**EXTRACTED TEXT**

Objectives: This study examines the efficacy of improving overall social functioning among preschool children with ASDs using the UCLA Preschool Applied Learning of Social Skills (PALS) Program, a 15-week manualized social skills intervention.
Methods: 29 children participated in the PALS intervention as part of their enrollment in an intensive therapeutic social recreational program for children ages 3 to 6 with an ASD. Many participated in PALS multiple times due to continued enrollment in the broader social recreational program. Prior to treatment and after each round of the PALS intervention, parents and teachers rated Social Skills, Problem Behaviors, and Social Responsiveness using the Social Skills Rating System (SSRS; Gresham & Elliot, 1990) and the Social Responsiveness Scale (SRS; Constantino, 2005). PALS includes 20-minute treatment sessions administered 2-3 times per week using puppet-facilitated scripted didactic lessons with role-playing exercises by group leaders and peer models, structured and unstructured behavioral rehearsal of skills with peers, and weekly handouts for parents with strategies for reinforcing skills in other settings. Children learn concrete rules and steps of social etiquette for social communication, turn-taking, sharing, peer entry, good sportsmanship, teamwork, helping behavior, and body boundaries.
Results: Within-subjects ANOVAs were conducted for approximately 18 participants to examine treatment efficacy and improvement in social skills over time. Children who received PALS only once and/or who had missing data were excluded from the analyses. Tukey-Kramer pairwise comparisons were completed post-hoc to investigate potential continued improvement after participating in PALS a second time, followed by Bonferroni correction for conservative reporting of results. Parent-reported overall Social Responsiveness (p < .05) and Social Cognition (p < .01) on the SRS improved significantly after receiving PALS once. Teacher-reported overall Social Skills (p < .01) , Cooperation (p < .05), and Assertiveness (p < .01) on the SSRS, and parent-reported Social Communication (p < .01) on the SRS also improved significantly after receiving PALS once, and continued to improve after receiving PALS a second time. Teacher-reported overall Social Responsiveness (p < .05) and Social Awareness (p < .01) on the SRS, and Self-Control (p < .01) on the SSRS improved significantly after receiving PALS twice. Trends were found for improved teacher-reported Problem Behaviors (p = 0.0585) and Hyperactivity (p = 0.069) on the SSRS, and Social Motivation on the SRS (p = 0.054) after participating in PALS twice. Preliminary analysis of predictors of treatment success demonstrated that parent-reported Social Motivation at baseline significantly predicted parent-reported overall Social Responsiveness following PALS (p < .01); parent-reported Autistic Mannerisms was tested but not found significant.
Conclusions: These findings suggest that PALS may be efficacious in improving the social functioning of preschool-aged children with ASDs, with additional improvements expected after continued participation in PALS.

**RECORDS**
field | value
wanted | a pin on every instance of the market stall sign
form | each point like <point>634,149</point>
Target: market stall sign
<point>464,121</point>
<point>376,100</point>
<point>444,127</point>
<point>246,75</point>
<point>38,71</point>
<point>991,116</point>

**QUESTIONS ON THE MATERIAL**
1 – Answer from the PALS abstract:
(a) How many children took part in the PALS intervention?
(b) How long is each PALS treatment session, and how many times per week are sessions given?
(c) Which parent-reported baseline measure significantly predicted parent-reported overall Social Responsiveness following PALS?
2 – Recast the paragraph of the PALS abstract that begins "Methods: 29 children participated" as a bulleted list of its main facts.
The data has no connection to the abstract.

**ACTIVITY ANSWERS**
1 –
(a) 29 children.
(b) 20 minutes, 2-3 times per week.
(c) Social Motivation.

2 –
- 29 children took part in PALS while enrolled in an intensive therapeutic social recreational program for children ages 3 to 6 with an ASD.
- Many took part in PALS more than once because they stayed in the broader program.
- Before treatment and after each round, parents and teachers rated Social Skills, Problem Behaviors and Social Responsiveness using the SSRS (Gresham & Elliot, 1990) and the SRS (Constantino, 2005).
- Sessions last 20 minutes and are given 2-3 times per week.
- Sessions include:
  - puppet-facilitated scripted didactic lessons with role-playing by group leaders and peer models
  - structured and unstructured behavioral rehearsal with peers
  - weekly parent handouts with strategies for reinforcing skills in other settings
- Children learn concrete rules and steps of social etiquette for:
  - social communication
  - turn-taking
  - sharing
  - peer entry
  - good sportsmanship
  - teamwork
  - helping behavior
  - body boundaries